**Text to read**
--- --- ---

As long as the power system planning considers operating the system under the N-1 criterion, the power grid shall be capable of facing an outage of a single transmission line, cable, transformer or generator without causing power interruption to any feeding area of the transmission system operator (TSO). The basic principle of N-1 security in network planning states that network security shall be ensured if a component, such as a transmission line, transformer or generator failure, occurs in a network operating at the maximum energy forecast levels if the system is designed to work under the N-1 criterion. In that case, these criteria will help to ensure system security, reliability, redundancy and safety throughout the system from downstream to upstream. N-1 criterion is the rule according to which the elements remaining in operation within a transmission system operator (TSO)’s control area after the occurrence of a contingency is capable of accommodating the new operational situation without violating operating security limits of the network.
The power system requires only N-1 lines or equipment to deliver the allocated power to all end users satisfactorily during normal system conditions. If one of the lines or equipment fails in the system at any time, the line or equipment will ensure system security, reliability, redundancy and safety throughout the system from downstream to upstream under the N-1 criterion.

--- --- ---

**Records**
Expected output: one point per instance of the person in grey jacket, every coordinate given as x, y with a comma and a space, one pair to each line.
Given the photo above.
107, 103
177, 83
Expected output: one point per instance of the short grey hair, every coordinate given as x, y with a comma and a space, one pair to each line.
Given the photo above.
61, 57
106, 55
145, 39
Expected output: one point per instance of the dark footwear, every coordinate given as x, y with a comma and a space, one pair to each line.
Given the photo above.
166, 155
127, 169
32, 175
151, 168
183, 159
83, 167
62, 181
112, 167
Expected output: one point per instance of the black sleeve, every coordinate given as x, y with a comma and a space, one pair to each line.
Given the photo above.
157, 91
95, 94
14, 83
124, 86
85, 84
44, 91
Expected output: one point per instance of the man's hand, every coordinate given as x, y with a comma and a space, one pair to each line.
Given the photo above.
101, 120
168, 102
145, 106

--- --- ---

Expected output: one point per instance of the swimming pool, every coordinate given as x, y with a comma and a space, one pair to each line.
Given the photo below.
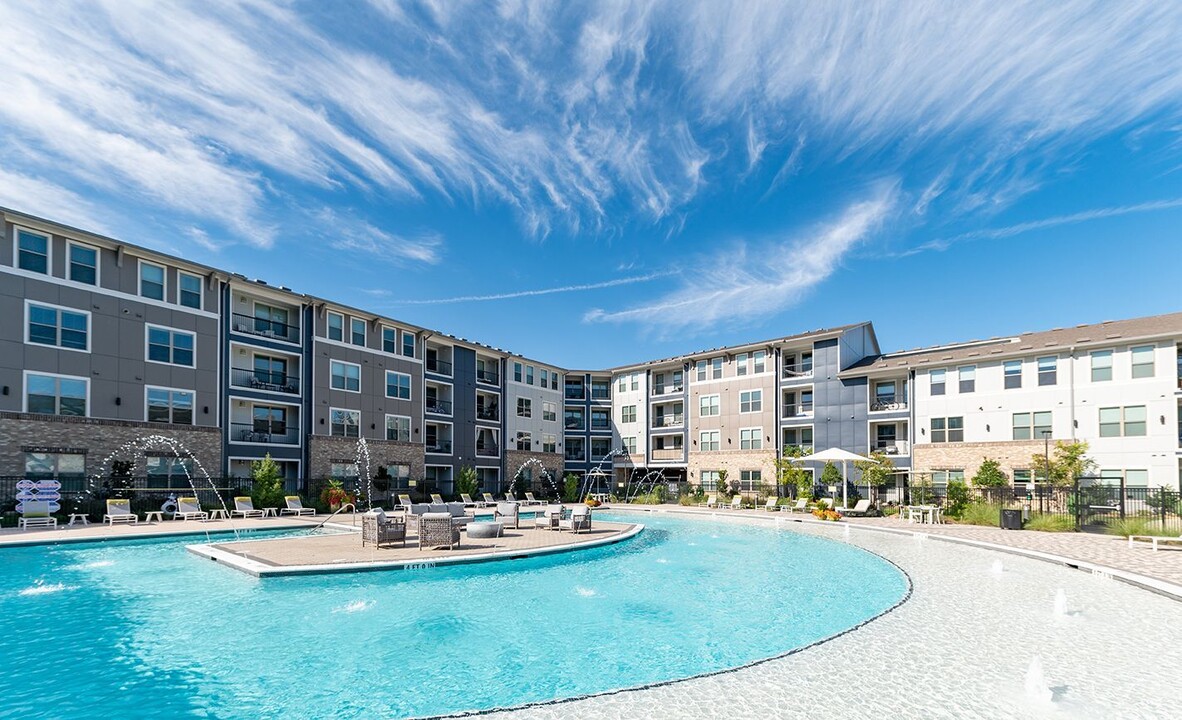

--- --- ---

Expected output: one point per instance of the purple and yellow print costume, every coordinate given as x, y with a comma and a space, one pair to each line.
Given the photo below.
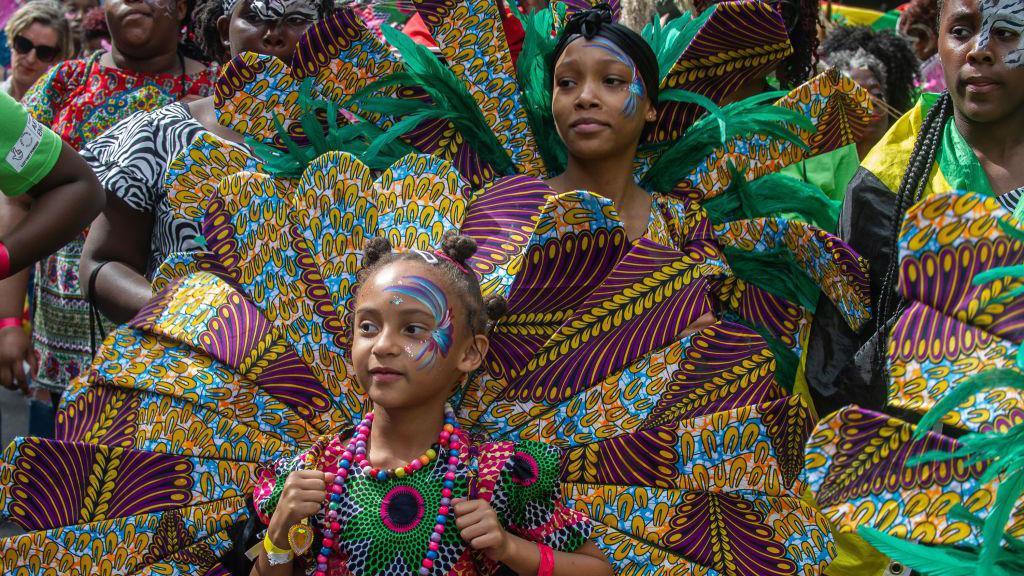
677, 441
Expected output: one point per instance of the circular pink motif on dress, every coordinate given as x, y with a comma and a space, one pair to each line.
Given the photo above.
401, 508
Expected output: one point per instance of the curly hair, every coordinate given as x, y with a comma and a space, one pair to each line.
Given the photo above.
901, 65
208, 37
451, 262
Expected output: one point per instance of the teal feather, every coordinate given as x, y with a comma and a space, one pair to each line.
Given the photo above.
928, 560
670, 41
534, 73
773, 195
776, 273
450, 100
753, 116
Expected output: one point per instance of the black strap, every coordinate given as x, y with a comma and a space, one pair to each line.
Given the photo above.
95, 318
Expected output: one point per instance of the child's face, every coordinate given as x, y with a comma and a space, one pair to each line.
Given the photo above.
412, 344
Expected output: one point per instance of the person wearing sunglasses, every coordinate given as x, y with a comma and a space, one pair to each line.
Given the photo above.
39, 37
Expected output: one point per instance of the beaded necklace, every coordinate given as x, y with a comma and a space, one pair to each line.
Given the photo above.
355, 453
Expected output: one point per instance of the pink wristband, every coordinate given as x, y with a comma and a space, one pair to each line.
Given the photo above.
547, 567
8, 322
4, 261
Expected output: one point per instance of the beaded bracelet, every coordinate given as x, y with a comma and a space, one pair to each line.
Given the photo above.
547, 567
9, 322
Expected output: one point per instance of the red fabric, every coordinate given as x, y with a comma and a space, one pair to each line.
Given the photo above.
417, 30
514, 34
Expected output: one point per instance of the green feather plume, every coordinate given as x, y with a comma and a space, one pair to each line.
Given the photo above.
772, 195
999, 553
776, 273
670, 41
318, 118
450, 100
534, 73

--- --- ---

**Requests**
(a) In the passage on the N-1 criterion, the outage of which single components must the power grid be able to withstand without interrupting power to any feeding area of the transmission system operator?
(b) Translate this sentence from the passage on the N-1 criterion into Spanish: "The power system requires only N-1 lines or equipment to deliver the allocated power to all end users satisfactorily during normal system conditions."
The listing is not needed for this work.

**Written responses**
(a) A single transmission line, cable, transformer or generator.

(b) El sistema eléctrico requiere solo N-1 líneas o equipos para suministrar satisfactoriamente la potencia asignada a todos los usuarios finales en condiciones normales del sistema.